══ EXTRACTED ENTRIES ══
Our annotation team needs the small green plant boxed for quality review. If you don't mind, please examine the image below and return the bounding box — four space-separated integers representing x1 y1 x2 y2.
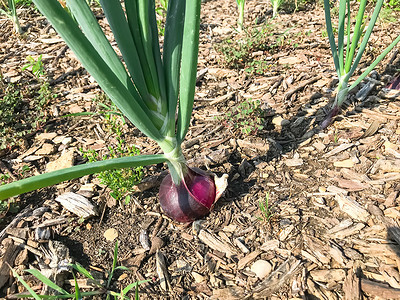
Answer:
0 0 22 34
21 55 57 124
271 0 283 18
81 97 143 204
258 193 274 223
81 143 143 203
22 54 45 78
236 0 246 32
224 99 264 135
216 23 291 74
216 23 271 69
11 242 150 300
156 0 168 36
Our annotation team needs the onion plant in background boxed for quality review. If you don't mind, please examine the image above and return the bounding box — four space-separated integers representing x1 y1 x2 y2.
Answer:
0 0 22 34
236 0 246 32
0 0 227 222
321 0 400 129
271 0 283 18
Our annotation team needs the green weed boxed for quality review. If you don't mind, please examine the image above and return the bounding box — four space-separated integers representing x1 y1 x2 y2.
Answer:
216 23 290 74
10 242 150 300
21 55 45 78
81 97 143 204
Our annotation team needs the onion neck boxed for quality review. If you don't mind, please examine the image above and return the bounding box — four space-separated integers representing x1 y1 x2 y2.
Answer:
159 137 188 185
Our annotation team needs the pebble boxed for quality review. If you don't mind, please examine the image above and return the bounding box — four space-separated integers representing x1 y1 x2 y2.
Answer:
272 116 290 126
192 272 206 283
61 136 72 146
104 228 118 242
36 132 57 141
333 158 354 168
250 259 272 279
53 135 65 144
35 143 56 155
284 158 303 167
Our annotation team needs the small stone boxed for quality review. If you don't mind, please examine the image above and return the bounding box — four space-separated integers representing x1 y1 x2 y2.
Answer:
192 272 206 283
272 116 290 126
150 236 165 254
104 228 118 242
250 259 272 279
14 249 28 266
118 273 128 281
36 143 56 155
313 141 326 152
36 132 57 141
284 158 303 167
53 135 65 144
333 159 354 168
61 136 72 146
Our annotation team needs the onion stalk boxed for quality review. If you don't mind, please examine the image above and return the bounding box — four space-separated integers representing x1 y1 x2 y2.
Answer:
321 0 400 129
236 0 246 32
0 0 23 34
0 0 225 222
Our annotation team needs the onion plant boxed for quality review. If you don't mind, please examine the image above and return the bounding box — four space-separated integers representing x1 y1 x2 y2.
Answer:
0 0 22 34
271 0 283 18
236 0 246 32
0 0 225 222
321 0 400 129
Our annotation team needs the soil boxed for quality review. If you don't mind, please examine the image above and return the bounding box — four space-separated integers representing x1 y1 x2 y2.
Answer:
0 0 400 299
═══
> EXERCISE INSTRUCTIONS: Copy the rows word for word, starting at the first line and stopping after the line that contains "159 137 188 185". Leave the pictures out of your copy.

> REPLY:
Our annotation team needs the small green plant boxed for quality review. If you don't mind, please examine the image below and return the bounding box — four space-separated integers representing x1 y1 x2 y2.
Answer:
0 0 22 34
21 55 57 124
271 0 283 18
81 97 143 204
258 193 274 223
81 143 143 203
22 54 45 78
236 0 246 32
224 99 264 135
216 23 291 74
216 23 271 69
11 242 150 300
156 0 168 36
Our annotation team needs the onion plant in background boxed for quality review. If you don't mind, please examine the image above and return the bounding box — four space-separated integers representing x1 y1 x2 y2.
Answer:
0 0 22 34
236 0 246 32
0 0 227 222
321 0 400 129
271 0 283 18
Our annotation team needs the green weed boxed for quality review. If you don't mind, please examine the image above and return the bounding box — four space-separated integers representing x1 y1 x2 y2.
Answer:
216 23 290 74
10 242 150 300
21 55 45 78
81 97 143 204
Our annotation team needs the onion neck boxed for quality review. If you don't mind, please examine the image above and return the bounding box — four space-separated integers representing x1 y1 x2 y2.
Answer:
159 137 188 185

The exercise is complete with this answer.